Surface what you found and where. If no evals are discovered, halt with a clear message — do not attempt to fabricate evals.

Isolation

Run each eval in a fresh workspace so memory, project CLAUDE.md, prior runs, and host shell config cannot bias the result. Two strategies, picked automatically by default:

  • Docker (preferred when available): each eval runs in a fresh container off bmad-eval-runner:latest. The host's ANTHROPIC_API_KEY is the only env passed in. The skill's project is bind-mounted read-only and copied into a writable scratch dir inside the container; HOME is a fresh in-container directory; there is no auto-memory and no host CLAUDE.md.

  • Local fallback (when Docker is unavailable or the user opts out): each eval runs in a fresh ~/bmad-evals/<run-id>/<eval-id>/workspace/ directory with HOME=<workspace>/.home overridden so global memory and global CLAUDE.md do not leak. The project is copied (or hardlinked where supported) into the workspace. Tell the user this is the active mode and acknowledge that local isolation is best-effort, not hermetic.

The first time Docker is selected on this machine, build the image — python3 {skill-root}/scripts/docker_setup.py --build — and tell the user this is happening once.

Details and the exact mount layout live in references/isolation.md. Read that file when you need to debug an isolation issue or explain to the user what is being isolated.

Run Execution

For artifact evals, invoke python3 {skill-root}/scripts/run_evals.py with the resolved arguments. The script handles isolation per eval, runs claude -p in the sandbox with the eval's prompt and any staged fixture files, and writes a per-eval folder with prompt.txt, transcript.jsonl, artifacts/, and metrics.json.

For trigger evals, invoke python3 {skill-root}/scripts/run_triggers.py. The script measures whether the skill's description causes the skill to fire for each query, with runs-per-query repeats for stability, and writes triggers-result.json. Trigger evals should run under Docker isolation when available — local mode can have the host's installed skills bleed in via cwd-based skill discovery, biasing the trigger signal. If Docker is unavailable, run trigger evals locally but say so explicitly.

▸ **Data segment**:

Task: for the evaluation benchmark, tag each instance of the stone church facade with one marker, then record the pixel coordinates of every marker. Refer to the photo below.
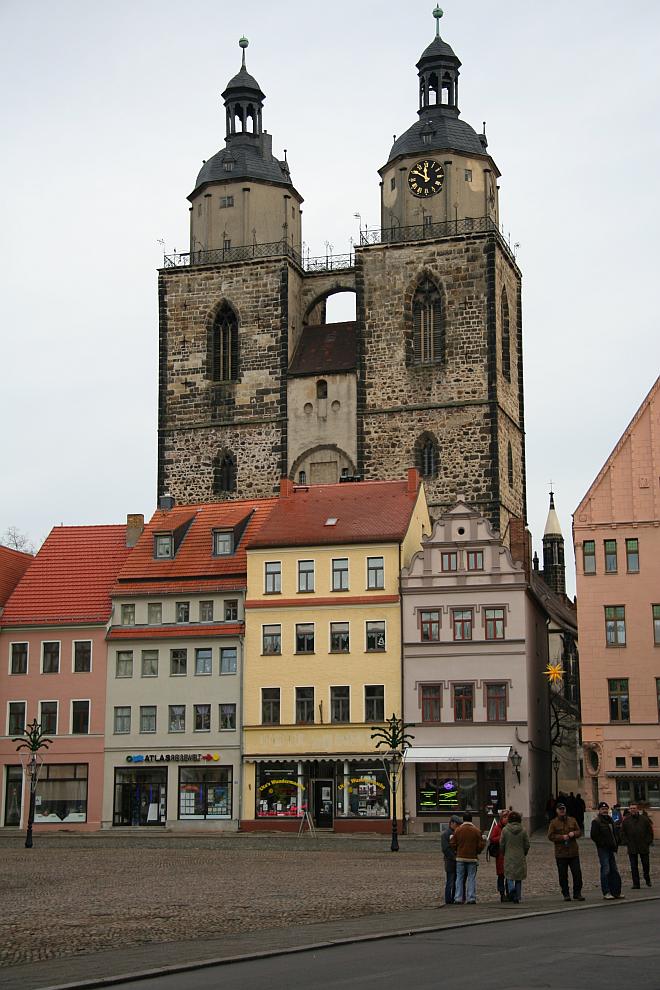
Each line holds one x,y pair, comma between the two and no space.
254,385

▸ **Tasks for this exercise**:
1. In the eval-running instructions, which environment variable is the only one passed from the host into each Docker container?
2. Continue the eval-running instructions from the point where they stop.

▸ **Solved tasks**:
1. ANTHROPIC_API_KEY

2.
After artifact runs complete, grade each eval. Spawn a grader subagent per eval in parallel (Agent tool, prompt loaded from {skill-root}/agents/grader.md plus the eval's expectations and the path to its outputs). Each grader writes grading.json next to the artifacts. The grader has license to flag weak assertions — relay that feedback to the user.

After all grading is done, generate the aggregate report — python3 {skill-root}/scripts/generate_report.py --run-dir <run-id> — which produces report.html. Tell the user where the run folder is and where the HTML report is.

Outcomes

  • Every eval's prompt, transcript, artifacts, and grading land on disk and stay there. Nothing is silently cleaned up.
  • The run honestly reflects the skill's behavior in a clean room — not the behavior of the host shell with its memories and configs.
  • The user knows whether Docker or local was used and why.
  • Failures cite specific expectations and evidence; passes that look superficial are flagged, not papered over.

Constraints

  • Artifacts are forever. Never delete, overwrite, or rotate run folders. Disk usage is the user's call.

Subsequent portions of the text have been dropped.